Region pointing data:
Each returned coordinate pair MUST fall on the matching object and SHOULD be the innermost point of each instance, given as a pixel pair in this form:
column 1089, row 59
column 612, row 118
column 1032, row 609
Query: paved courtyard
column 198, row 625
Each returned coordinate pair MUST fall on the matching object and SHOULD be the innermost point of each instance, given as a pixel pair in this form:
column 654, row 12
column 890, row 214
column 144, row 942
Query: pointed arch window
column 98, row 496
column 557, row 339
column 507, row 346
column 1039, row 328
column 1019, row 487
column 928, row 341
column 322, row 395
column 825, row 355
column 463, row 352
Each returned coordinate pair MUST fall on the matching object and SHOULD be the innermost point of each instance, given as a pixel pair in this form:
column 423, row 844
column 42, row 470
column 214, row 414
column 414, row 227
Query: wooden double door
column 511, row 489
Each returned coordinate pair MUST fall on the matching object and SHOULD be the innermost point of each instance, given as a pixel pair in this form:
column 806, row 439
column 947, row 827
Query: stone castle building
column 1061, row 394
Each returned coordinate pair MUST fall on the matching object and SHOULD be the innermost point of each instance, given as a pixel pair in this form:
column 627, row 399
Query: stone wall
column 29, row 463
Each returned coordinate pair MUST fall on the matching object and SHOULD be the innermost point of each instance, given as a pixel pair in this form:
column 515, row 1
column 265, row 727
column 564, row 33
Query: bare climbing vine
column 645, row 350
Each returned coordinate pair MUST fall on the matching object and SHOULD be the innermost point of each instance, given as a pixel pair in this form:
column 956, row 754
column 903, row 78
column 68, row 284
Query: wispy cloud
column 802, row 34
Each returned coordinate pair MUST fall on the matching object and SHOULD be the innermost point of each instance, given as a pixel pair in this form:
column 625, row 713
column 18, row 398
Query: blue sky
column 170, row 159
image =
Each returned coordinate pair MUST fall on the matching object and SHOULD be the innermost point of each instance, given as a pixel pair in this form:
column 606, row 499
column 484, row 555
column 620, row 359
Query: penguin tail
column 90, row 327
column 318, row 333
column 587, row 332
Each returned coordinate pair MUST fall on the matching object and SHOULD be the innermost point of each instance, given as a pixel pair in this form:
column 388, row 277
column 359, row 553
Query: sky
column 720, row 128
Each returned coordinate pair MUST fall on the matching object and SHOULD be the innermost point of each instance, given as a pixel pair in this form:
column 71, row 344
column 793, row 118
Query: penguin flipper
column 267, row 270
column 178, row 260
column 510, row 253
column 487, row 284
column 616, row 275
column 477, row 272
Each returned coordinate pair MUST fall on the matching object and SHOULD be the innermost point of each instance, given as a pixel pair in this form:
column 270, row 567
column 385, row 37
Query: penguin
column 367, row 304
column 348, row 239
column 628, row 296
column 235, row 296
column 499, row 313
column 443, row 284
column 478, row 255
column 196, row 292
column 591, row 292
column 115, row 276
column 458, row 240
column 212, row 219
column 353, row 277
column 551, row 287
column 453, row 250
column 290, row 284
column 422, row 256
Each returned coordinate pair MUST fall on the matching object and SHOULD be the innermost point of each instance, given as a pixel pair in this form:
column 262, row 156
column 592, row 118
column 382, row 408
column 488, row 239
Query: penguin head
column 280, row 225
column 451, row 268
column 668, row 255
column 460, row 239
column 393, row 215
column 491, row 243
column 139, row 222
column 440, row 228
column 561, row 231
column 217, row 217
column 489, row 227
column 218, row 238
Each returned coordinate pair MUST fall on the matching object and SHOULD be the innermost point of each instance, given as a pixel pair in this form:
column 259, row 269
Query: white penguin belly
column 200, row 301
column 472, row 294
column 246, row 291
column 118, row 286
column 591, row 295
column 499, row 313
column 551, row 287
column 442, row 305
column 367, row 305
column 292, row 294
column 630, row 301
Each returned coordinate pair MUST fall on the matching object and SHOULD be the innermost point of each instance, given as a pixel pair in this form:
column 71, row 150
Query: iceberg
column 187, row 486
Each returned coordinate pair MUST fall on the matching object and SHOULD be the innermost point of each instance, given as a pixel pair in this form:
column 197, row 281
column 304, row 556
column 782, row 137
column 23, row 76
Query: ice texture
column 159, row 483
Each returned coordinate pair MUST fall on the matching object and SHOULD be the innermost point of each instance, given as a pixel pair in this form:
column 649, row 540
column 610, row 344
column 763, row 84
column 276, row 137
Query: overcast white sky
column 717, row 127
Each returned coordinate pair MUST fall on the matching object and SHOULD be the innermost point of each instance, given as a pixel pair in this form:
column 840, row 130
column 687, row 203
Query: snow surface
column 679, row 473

*ABOUT THIS EXERCISE:*
Retype each line above exactly as written.

*RESPONSE BOX:*
Each returned coordinate pair MUST fall on the matching object and SHOULD be the innermost point of each instance, given as a pixel pair in this form:
column 1089, row 59
column 612, row 118
column 1032, row 609
Query: paved courtyard
column 198, row 625
Each returned coordinate pair MUST fall on the matching object and SHOULD be the innermost point of each instance, given as a pixel pair in this form:
column 654, row 12
column 890, row 214
column 144, row 942
Query: pointed arch window
column 98, row 496
column 557, row 339
column 507, row 346
column 1039, row 328
column 1019, row 487
column 928, row 341
column 322, row 395
column 825, row 355
column 463, row 352
Each returned coordinate pair MUST fall on the matching object and SHOULD be the innermost point of each instance, given as a pixel pair in this form:
column 423, row 844
column 42, row 470
column 214, row 414
column 414, row 227
Query: wooden double door
column 511, row 489
Each returned coordinate pair MUST fall on the matching object and SHOULD be the innermost point of each instance, given as a pixel pair in this form:
column 806, row 439
column 947, row 827
Query: stone castle building
column 1061, row 394
Each returned coordinate pair MUST fall on the matching object and SHOULD be the innermost point of each instance, given as a pixel pair in this form:
column 627, row 399
Query: stone wall
column 29, row 463
Each returned coordinate pair MUST fall on the matching object and SHOULD be the innermost point of each instance, given as a pixel pair in this form:
column 515, row 1
column 265, row 727
column 564, row 33
Query: bare climbing vine
column 645, row 350
Each returned coordinate pair MUST fall on the matching object and SHOULD be the innermost point of each instance, given as a pixel pair in this form:
column 956, row 754
column 903, row 78
column 68, row 284
Query: wispy cloud
column 802, row 34
Each returned coordinate pair MUST fall on the matching object and SHOULD be the innermost point of each instance, given as a pixel pair in this form:
column 625, row 713
column 18, row 398
Query: blue sky
column 170, row 159
image =
Each returned coordinate pair MUST fall on the matching object and SHOULD be the innermost point of each instance, given as a pixel pair in this form:
column 606, row 499
column 484, row 555
column 620, row 359
Query: penguin tail
column 90, row 327
column 318, row 333
column 587, row 332
Each returned coordinate pair MUST fall on the matching object and SHOULD be the innermost point of each instance, given as a pixel pair in this form:
column 388, row 277
column 359, row 553
Query: sky
column 720, row 128
Each returned coordinate pair MUST fall on the matching object and SHOULD be the innermost point of each instance, given as a pixel pair in this form:
column 71, row 344
column 793, row 118
Query: penguin flipper
column 267, row 270
column 178, row 260
column 510, row 253
column 487, row 284
column 616, row 275
column 477, row 272
Each returned coordinate pair MUST fall on the matching object and SHOULD be the innermost point of each instance, given as a pixel pair in this form:
column 270, row 567
column 385, row 37
Query: penguin
column 367, row 304
column 348, row 239
column 628, row 296
column 235, row 296
column 499, row 313
column 443, row 284
column 478, row 255
column 196, row 292
column 591, row 292
column 115, row 276
column 458, row 240
column 212, row 219
column 353, row 277
column 551, row 287
column 453, row 250
column 290, row 284
column 422, row 256
Each returned coordinate pair MUST fall on the matching object and SHOULD be the innermost point of each instance, given as a pixel pair in this form:
column 262, row 156
column 592, row 118
column 382, row 408
column 488, row 239
Query: penguin head
column 280, row 225
column 451, row 268
column 668, row 255
column 460, row 239
column 393, row 215
column 491, row 243
column 139, row 222
column 440, row 228
column 561, row 231
column 217, row 217
column 489, row 227
column 218, row 238
Each returned coordinate pair MUST fall on the matching object and SHOULD be the innermost point of each instance, given as a pixel pair in this form:
column 259, row 269
Query: white penguin belly
column 200, row 301
column 472, row 294
column 246, row 291
column 118, row 286
column 591, row 295
column 499, row 313
column 551, row 287
column 442, row 305
column 367, row 305
column 292, row 294
column 630, row 301
Each returned coordinate pair MUST fall on the matching object and SHOULD be the innermost point of each instance, given as a pixel pair in this form:
column 71, row 150
Query: iceberg
column 187, row 486
Each returned coordinate pair MUST fall on the matching object and SHOULD be the innermost point of each instance, given as a pixel pair in this form:
column 197, row 281
column 304, row 556
column 782, row 137
column 23, row 76
Query: ice texture
column 159, row 483
Each returned coordinate pair MUST fall on the matching object and SHOULD be the innermost point of each instance, given as a pixel pair in this form:
column 649, row 540
column 610, row 344
column 763, row 84
column 276, row 137
Query: overcast white sky
column 717, row 127
Each returned coordinate pair MUST fall on the matching object and SHOULD be the innermost point of each instance, given as a pixel pair in this form:
column 840, row 130
column 687, row 203
Query: snow surface
column 679, row 473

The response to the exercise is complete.